* _Dataset extract_
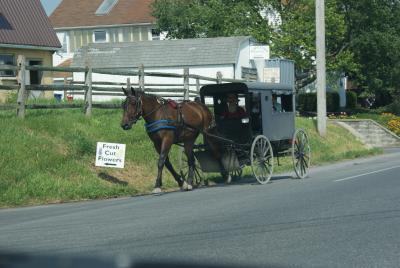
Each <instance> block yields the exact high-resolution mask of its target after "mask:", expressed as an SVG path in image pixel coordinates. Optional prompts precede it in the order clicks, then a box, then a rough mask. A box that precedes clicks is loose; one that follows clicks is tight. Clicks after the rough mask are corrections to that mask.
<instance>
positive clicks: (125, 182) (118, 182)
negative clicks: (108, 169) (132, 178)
mask: <svg viewBox="0 0 400 268" xmlns="http://www.w3.org/2000/svg"><path fill="white" fill-rule="evenodd" d="M97 175H98V176H99V178H100V179H102V180H105V181H108V182H110V183H113V184H118V185H122V186H128V183H127V182H126V181H121V180H119V179H118V178H116V177H114V176H111V175H110V174H107V173H105V172H100V173H99V174H97Z"/></svg>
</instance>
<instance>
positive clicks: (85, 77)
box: [0, 55, 244, 118]
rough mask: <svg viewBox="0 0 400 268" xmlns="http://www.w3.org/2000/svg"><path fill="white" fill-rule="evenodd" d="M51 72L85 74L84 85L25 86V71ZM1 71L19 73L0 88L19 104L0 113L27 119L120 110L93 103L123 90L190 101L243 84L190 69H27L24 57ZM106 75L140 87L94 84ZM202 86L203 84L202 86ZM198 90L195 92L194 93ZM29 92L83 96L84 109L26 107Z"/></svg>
mask: <svg viewBox="0 0 400 268" xmlns="http://www.w3.org/2000/svg"><path fill="white" fill-rule="evenodd" d="M29 70H32V71H41V72H45V71H49V72H68V73H84V74H85V76H84V77H85V79H84V80H85V81H67V80H64V84H52V85H26V83H25V81H26V79H25V74H26V71H29ZM0 71H15V72H17V73H18V75H17V80H18V84H16V85H0V91H1V90H15V91H17V92H18V97H17V103H16V104H15V105H13V104H8V105H0V110H4V109H16V110H17V115H18V116H19V117H21V118H24V117H25V109H57V108H62V109H65V108H82V107H83V108H84V112H85V114H86V115H87V116H90V115H91V114H92V109H93V108H119V107H120V105H119V104H110V103H93V96H124V93H123V91H122V87H123V86H124V87H127V88H130V87H131V86H132V87H135V88H138V89H139V90H141V91H144V92H150V93H153V94H159V95H161V96H162V97H177V98H182V99H189V98H190V97H195V96H198V94H199V91H200V87H201V86H202V85H204V81H206V83H210V82H211V83H223V82H240V81H244V80H236V79H227V78H223V77H222V74H221V73H220V72H218V73H217V74H216V77H206V76H200V75H195V74H189V69H188V68H185V69H184V73H183V74H176V73H161V72H145V71H144V66H143V65H141V66H139V68H138V70H137V71H130V70H113V69H105V68H93V67H91V66H87V67H84V68H81V67H49V66H26V64H25V57H24V56H21V55H20V56H18V60H17V65H16V66H14V65H0ZM94 73H98V74H107V75H119V76H129V77H135V76H136V77H137V81H138V82H137V83H131V81H130V79H129V78H127V81H126V83H121V82H95V81H93V74H94ZM145 77H163V78H182V79H183V82H182V83H181V84H180V83H165V84H155V83H153V84H152V83H147V84H146V83H145V81H146V79H145ZM190 79H192V80H195V83H190ZM201 82H202V83H203V84H202V83H201ZM191 88H195V90H193V89H191ZM30 90H35V91H64V98H65V96H66V95H67V94H72V95H83V96H84V103H83V105H79V104H74V103H60V104H47V105H39V104H27V96H28V93H29V91H30Z"/></svg>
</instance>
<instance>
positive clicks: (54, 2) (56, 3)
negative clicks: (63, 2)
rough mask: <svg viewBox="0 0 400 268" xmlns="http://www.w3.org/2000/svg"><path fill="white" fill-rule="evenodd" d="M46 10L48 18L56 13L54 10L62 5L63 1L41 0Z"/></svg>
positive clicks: (44, 7)
mask: <svg viewBox="0 0 400 268" xmlns="http://www.w3.org/2000/svg"><path fill="white" fill-rule="evenodd" d="M40 2H42V5H43V7H44V9H45V10H46V13H47V16H50V14H51V13H52V12H53V11H54V9H55V8H56V7H57V6H58V5H59V4H60V3H61V0H40Z"/></svg>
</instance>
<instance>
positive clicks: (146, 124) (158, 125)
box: [144, 119, 176, 133]
mask: <svg viewBox="0 0 400 268" xmlns="http://www.w3.org/2000/svg"><path fill="white" fill-rule="evenodd" d="M173 122H175V121H174V120H168V119H162V120H157V121H153V122H151V123H146V124H144V127H145V128H146V131H147V132H148V133H153V132H156V131H159V130H161V129H176V127H175V126H171V123H173Z"/></svg>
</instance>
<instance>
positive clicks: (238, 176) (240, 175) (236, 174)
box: [229, 168, 243, 179]
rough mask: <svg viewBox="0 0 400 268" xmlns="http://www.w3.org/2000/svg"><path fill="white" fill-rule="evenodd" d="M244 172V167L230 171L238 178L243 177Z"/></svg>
mask: <svg viewBox="0 0 400 268" xmlns="http://www.w3.org/2000/svg"><path fill="white" fill-rule="evenodd" d="M242 174H243V169H241V168H239V169H236V170H233V171H231V172H229V175H231V177H232V178H236V179H240V178H241V177H242Z"/></svg>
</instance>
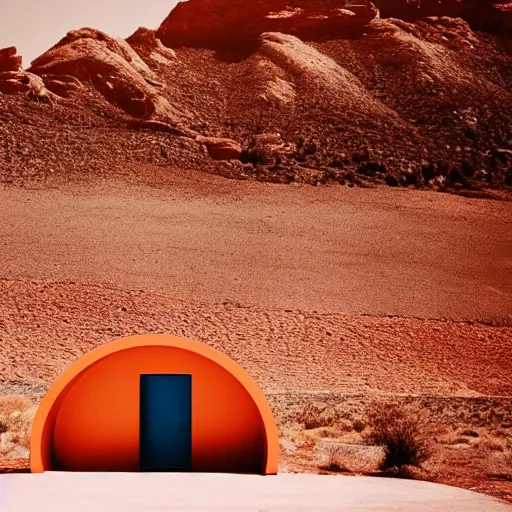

* _What the exercise asks_
Present every line of the records above as a numbered list, omitting blank lines and leaving the pictures out.

* _The completed task_
1. Each <instance> block yields the exact high-resolution mask of its target after "mask:", expressed as an SVG path in image pixel coordinates. Optional prompts precede it in the order clicks, then a box, then a rough mask. A box that precedes clicks is loose; one that follows clicks is tight. Clicks after the rough mask are corrections to that mask.
2. <instance>
3. positive clicks: (125, 182) (118, 182)
4. negative clicks: (108, 169) (132, 178)
5. mask: <svg viewBox="0 0 400 268" xmlns="http://www.w3.org/2000/svg"><path fill="white" fill-rule="evenodd" d="M97 175H98V176H99V178H100V179H102V180H105V181H108V182H110V183H113V184H118V185H122V186H128V183H127V182H126V181H121V180H119V179H118V178H116V177H114V176H111V175H110V174H107V173H105V172H100V173H99V174H97Z"/></svg>
6. </instance>
7. <instance>
8. positive clicks: (85, 77)
9. box: [0, 55, 244, 118]
10. rough mask: <svg viewBox="0 0 400 268" xmlns="http://www.w3.org/2000/svg"><path fill="white" fill-rule="evenodd" d="M51 72L85 74L84 85L25 86V71ZM1 71L19 73L0 88L19 104L0 113L27 119L120 110L93 103L123 90L190 101L243 84L190 69H27L24 57ZM106 75L140 87L94 84ZM202 86L203 84L202 86ZM198 90L195 92L194 93ZM29 92L83 96L84 109L26 107Z"/></svg>
11. mask: <svg viewBox="0 0 400 268" xmlns="http://www.w3.org/2000/svg"><path fill="white" fill-rule="evenodd" d="M29 70H32V71H41V72H45V71H49V72H68V73H84V74H85V76H84V77H85V79H84V80H85V81H67V80H64V84H52V85H26V83H25V81H26V79H25V74H26V71H29ZM0 71H15V72H17V73H18V75H17V80H18V84H16V85H0V91H1V90H15V91H17V92H18V97H17V103H16V104H15V105H13V104H8V105H0V110H4V109H16V110H17V115H18V116H19V117H21V118H24V117H25V109H57V108H62V109H65V108H82V107H83V108H84V112H85V114H86V115H87V116H90V115H91V114H92V109H93V108H119V107H120V105H119V104H110V103H93V96H124V93H123V91H122V87H123V86H124V87H127V88H130V87H131V86H132V87H135V88H138V89H139V90H141V91H144V92H150V93H153V94H159V95H161V96H162V97H177V98H182V99H189V98H190V97H195V96H198V94H199V91H200V87H201V86H202V85H204V81H206V83H210V82H211V83H223V82H240V81H244V80H236V79H227V78H223V77H222V74H221V73H220V72H218V73H217V74H216V77H206V76H200V75H195V74H189V69H188V68H185V69H184V73H183V74H176V73H161V72H145V71H144V66H143V65H141V66H139V68H138V70H137V71H130V70H113V69H105V68H93V67H91V66H87V67H84V68H81V67H49V66H26V64H25V57H24V56H21V55H20V56H18V60H17V65H16V66H14V65H0ZM94 73H98V74H107V75H119V76H129V77H135V76H136V77H137V81H138V82H137V83H131V81H130V79H129V78H127V81H126V83H121V82H95V81H93V74H94ZM145 77H163V78H182V79H183V82H182V83H181V84H180V83H165V84H155V83H153V84H152V83H147V84H146V83H145V81H146V79H145ZM190 79H192V80H195V83H190ZM201 82H202V83H203V84H202V83H201ZM191 88H195V90H193V89H191ZM30 90H35V91H64V98H65V96H66V95H67V94H72V95H83V96H84V103H83V105H79V104H74V103H60V104H47V105H39V104H27V96H28V93H29V91H30Z"/></svg>
12. </instance>
13. <instance>
14. positive clicks: (54, 2) (56, 3)
15. negative clicks: (63, 2)
16. rough mask: <svg viewBox="0 0 400 268" xmlns="http://www.w3.org/2000/svg"><path fill="white" fill-rule="evenodd" d="M46 10L48 18L56 13L54 10L62 5L63 1L41 0Z"/></svg>
17. positive clicks: (44, 7)
18. mask: <svg viewBox="0 0 400 268" xmlns="http://www.w3.org/2000/svg"><path fill="white" fill-rule="evenodd" d="M40 2H42V5H43V7H44V9H45V10H46V13H47V16H50V14H51V13H52V12H53V11H54V9H55V8H56V7H57V6H58V5H59V4H60V3H61V0H40Z"/></svg>
19. </instance>
20. <instance>
21. positive clicks: (146, 124) (158, 125)
22. box: [144, 119, 176, 133]
23. mask: <svg viewBox="0 0 400 268" xmlns="http://www.w3.org/2000/svg"><path fill="white" fill-rule="evenodd" d="M173 122H175V121H174V120H168V119H162V120H157V121H153V122H151V123H146V124H144V127H145V128H146V131H147V132H148V133H153V132H156V131H159V130H161V129H176V127H175V126H171V123H173Z"/></svg>
24. </instance>
25. <instance>
26. positive clicks: (238, 176) (240, 175) (236, 174)
27. box: [229, 168, 243, 179]
28. rough mask: <svg viewBox="0 0 400 268" xmlns="http://www.w3.org/2000/svg"><path fill="white" fill-rule="evenodd" d="M244 172V167L230 171L238 178L243 177Z"/></svg>
29. mask: <svg viewBox="0 0 400 268" xmlns="http://www.w3.org/2000/svg"><path fill="white" fill-rule="evenodd" d="M242 174H243V169H241V168H239V169H236V170H233V171H231V172H229V175H231V177H232V178H236V179H240V178H241V177H242Z"/></svg>
30. </instance>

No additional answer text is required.